Условия задания:
1/ В какой кампании Леонтьев участвовал как медик, согласно тексту о Леонтьеве?
2/ Перечислите всех, кто, по тексту о Леонтьеве, «валялись на столах».
3/ Перепишите фрагмент текста о Леонтьеве между словами «Занятия наукой не» и «Ф. М. Достоевскому.» включительно, заменив «крымской кампании» на «кавказской кампании».

Занятия наукой не приносили молодому студенту удовлетворения. Ему приходилось сталкиваться не с реальностью жизни и реальными человеческими страданиями, возбуждающими участие; «только валялись на столах удавленные старики, замерзшие на улице пьяные, убитые блудницы, которых трупы терзали студенты, смеясь и кощунствуя всячески». Эти студенты думали только об экзаменах и карьере, Леонтьев «с утра до вечера думал и мучился обо всем»; именно в это период жизни он утратил надолго детскую веру [342].
Интересно, что Леонтьев в качестве медика участвовал в крымской кампании одновременно с Толстым, не подозревая об этом. После возвращения с войны К. Н. Леонтьев приступает к первым литературным опытам. Неудачи на литературном поприще всю жизнь воспринимались им крайне болезненно, что, отчасти, стало одной из причин критического отношения к гораздо более успешному автору – Ф. М. Достоевскому.

Данные для указания областей:
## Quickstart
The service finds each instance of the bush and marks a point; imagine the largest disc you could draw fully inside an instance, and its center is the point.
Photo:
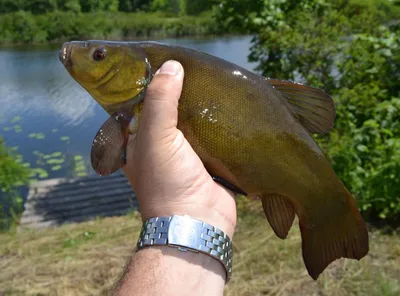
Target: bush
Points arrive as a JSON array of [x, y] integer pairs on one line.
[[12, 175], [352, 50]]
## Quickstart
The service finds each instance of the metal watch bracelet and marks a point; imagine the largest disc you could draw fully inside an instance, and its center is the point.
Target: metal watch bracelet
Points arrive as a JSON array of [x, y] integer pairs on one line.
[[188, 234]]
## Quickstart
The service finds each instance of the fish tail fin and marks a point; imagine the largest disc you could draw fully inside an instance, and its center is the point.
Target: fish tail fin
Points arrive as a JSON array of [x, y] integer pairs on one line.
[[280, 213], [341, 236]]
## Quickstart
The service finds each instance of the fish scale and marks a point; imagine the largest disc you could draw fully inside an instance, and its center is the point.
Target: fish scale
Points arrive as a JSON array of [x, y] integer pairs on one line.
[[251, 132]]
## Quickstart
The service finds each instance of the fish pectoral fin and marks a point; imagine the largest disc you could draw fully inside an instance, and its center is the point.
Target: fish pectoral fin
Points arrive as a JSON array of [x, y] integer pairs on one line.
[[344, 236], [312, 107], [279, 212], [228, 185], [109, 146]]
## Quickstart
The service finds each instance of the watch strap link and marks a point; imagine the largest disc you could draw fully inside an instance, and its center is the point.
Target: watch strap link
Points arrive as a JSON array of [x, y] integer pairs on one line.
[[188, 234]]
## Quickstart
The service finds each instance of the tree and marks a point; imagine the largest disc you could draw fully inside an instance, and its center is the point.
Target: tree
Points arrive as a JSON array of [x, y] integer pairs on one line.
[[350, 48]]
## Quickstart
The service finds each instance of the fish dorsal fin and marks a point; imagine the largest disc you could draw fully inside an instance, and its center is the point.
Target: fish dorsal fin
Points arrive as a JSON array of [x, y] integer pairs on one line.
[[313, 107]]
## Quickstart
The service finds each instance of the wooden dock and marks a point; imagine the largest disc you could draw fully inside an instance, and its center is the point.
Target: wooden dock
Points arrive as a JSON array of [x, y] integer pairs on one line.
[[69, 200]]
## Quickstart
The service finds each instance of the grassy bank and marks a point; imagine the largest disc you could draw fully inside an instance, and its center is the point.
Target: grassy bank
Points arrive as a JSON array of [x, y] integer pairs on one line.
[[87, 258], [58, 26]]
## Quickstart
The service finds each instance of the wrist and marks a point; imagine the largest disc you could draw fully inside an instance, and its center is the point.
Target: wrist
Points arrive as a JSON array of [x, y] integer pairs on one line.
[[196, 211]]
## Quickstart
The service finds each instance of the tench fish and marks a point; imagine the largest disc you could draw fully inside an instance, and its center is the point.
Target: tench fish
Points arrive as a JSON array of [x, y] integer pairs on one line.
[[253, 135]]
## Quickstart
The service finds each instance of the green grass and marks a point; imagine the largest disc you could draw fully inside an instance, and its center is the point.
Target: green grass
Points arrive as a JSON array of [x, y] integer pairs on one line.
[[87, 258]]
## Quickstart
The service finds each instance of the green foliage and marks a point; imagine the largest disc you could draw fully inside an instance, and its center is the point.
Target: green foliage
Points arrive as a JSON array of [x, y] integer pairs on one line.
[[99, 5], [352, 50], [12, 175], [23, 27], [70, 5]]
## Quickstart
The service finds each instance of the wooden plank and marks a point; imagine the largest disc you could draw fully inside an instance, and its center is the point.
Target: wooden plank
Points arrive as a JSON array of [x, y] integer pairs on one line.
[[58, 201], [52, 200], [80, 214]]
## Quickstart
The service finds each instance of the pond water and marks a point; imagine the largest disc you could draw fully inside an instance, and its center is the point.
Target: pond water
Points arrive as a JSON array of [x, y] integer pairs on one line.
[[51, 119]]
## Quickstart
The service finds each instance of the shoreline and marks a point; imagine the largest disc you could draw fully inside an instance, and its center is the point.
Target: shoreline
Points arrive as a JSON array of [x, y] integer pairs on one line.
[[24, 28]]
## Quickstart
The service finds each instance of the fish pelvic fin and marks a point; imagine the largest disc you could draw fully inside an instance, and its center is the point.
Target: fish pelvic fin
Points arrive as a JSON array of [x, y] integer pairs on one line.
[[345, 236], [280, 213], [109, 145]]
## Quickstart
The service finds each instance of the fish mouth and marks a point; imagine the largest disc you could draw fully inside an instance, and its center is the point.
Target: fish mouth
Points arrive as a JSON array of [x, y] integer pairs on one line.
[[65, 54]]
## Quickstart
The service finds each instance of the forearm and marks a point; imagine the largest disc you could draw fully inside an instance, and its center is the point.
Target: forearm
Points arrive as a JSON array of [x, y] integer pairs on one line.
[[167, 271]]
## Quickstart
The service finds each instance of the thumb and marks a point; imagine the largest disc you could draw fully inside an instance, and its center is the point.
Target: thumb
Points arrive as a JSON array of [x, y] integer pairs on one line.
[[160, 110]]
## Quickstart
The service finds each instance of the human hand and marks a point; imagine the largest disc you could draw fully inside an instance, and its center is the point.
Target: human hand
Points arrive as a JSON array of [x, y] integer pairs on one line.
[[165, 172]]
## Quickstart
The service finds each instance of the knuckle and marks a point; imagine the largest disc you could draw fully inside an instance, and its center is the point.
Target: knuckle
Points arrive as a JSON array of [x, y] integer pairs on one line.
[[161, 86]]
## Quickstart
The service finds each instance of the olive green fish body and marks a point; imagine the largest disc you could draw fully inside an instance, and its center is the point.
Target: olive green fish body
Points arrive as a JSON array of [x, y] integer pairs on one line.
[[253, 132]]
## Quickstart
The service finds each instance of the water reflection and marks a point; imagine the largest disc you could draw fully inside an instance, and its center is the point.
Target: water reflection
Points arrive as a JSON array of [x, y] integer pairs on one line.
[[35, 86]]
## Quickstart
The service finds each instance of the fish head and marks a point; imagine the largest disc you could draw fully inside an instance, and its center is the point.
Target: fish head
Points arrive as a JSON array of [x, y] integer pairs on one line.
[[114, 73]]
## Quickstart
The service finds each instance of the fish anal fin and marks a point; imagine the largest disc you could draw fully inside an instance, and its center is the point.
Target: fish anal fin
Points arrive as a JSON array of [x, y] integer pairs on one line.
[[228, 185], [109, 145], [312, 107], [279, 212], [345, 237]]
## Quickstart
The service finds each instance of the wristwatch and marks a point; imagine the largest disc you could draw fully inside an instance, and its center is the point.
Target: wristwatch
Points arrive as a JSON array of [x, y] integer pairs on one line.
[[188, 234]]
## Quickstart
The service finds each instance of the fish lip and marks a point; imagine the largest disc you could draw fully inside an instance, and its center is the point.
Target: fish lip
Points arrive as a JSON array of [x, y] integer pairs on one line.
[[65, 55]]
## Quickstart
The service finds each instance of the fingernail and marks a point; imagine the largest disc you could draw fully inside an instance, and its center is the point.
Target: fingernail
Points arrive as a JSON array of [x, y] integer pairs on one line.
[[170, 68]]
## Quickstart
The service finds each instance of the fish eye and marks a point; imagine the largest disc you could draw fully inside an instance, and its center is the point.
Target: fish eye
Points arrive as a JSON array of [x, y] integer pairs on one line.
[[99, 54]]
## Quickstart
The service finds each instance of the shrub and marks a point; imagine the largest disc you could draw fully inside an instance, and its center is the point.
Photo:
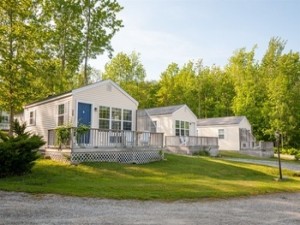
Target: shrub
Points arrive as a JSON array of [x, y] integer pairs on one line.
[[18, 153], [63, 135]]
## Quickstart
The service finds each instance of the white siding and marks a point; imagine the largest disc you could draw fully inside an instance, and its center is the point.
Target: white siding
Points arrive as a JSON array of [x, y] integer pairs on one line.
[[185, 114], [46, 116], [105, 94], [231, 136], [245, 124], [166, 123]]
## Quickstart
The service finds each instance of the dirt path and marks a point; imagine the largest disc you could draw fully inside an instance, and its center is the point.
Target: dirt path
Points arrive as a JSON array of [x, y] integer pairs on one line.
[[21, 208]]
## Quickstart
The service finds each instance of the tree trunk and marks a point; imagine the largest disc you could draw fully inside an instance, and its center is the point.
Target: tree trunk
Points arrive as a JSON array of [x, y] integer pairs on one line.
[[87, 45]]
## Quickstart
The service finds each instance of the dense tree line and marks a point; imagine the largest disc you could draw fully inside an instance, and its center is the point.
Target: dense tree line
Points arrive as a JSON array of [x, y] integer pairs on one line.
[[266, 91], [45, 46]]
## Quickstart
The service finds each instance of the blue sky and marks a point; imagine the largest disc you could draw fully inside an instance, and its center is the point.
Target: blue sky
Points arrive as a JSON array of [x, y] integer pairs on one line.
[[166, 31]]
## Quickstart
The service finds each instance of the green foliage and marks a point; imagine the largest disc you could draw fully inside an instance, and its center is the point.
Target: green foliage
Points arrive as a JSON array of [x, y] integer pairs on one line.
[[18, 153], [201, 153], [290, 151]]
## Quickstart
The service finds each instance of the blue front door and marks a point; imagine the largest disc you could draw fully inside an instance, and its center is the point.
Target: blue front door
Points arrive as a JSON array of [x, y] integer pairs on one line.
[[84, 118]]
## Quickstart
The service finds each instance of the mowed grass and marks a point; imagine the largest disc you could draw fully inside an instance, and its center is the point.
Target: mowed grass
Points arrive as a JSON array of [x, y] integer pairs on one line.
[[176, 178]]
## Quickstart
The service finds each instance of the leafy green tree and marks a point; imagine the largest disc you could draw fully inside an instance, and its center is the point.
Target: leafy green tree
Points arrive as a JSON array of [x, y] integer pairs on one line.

Ответы к заданиям:
1/ В крымской кампании.

2/ Удавленные старики; замерзшие на улице пьяные; убитые блудницы.

3/
Занятия наукой не приносили молодому студенту удовлетворения. Ему приходилось сталкиваться не с реальностью жизни и реальными человеческими страданиями, возбуждающими участие; «только валялись на столах удавленные старики, замерзшие на улице пьяные, убитые блудницы, которых трупы терзали студенты, смеясь и кощунствуя всячески». Эти студенты думали только об экзаменах и карьере, Леонтьев «с утра до вечера думал и мучился обо всем»; именно в это период жизни он утратил надолго детскую веру [342].
Интересно, что Леонтьев в качестве медика участвовал в кавказской кампании одновременно с Толстым, не подозревая об этом. После возвращения с войны К. Н. Леонтьев приступает к первым литературным опытам. Неудачи на литературном поприще всю жизнь воспринимались им крайне болезненно, что, отчасти, стало одной из причин критического отношения к гораздо более успешному автору – Ф. М. Достоевскому.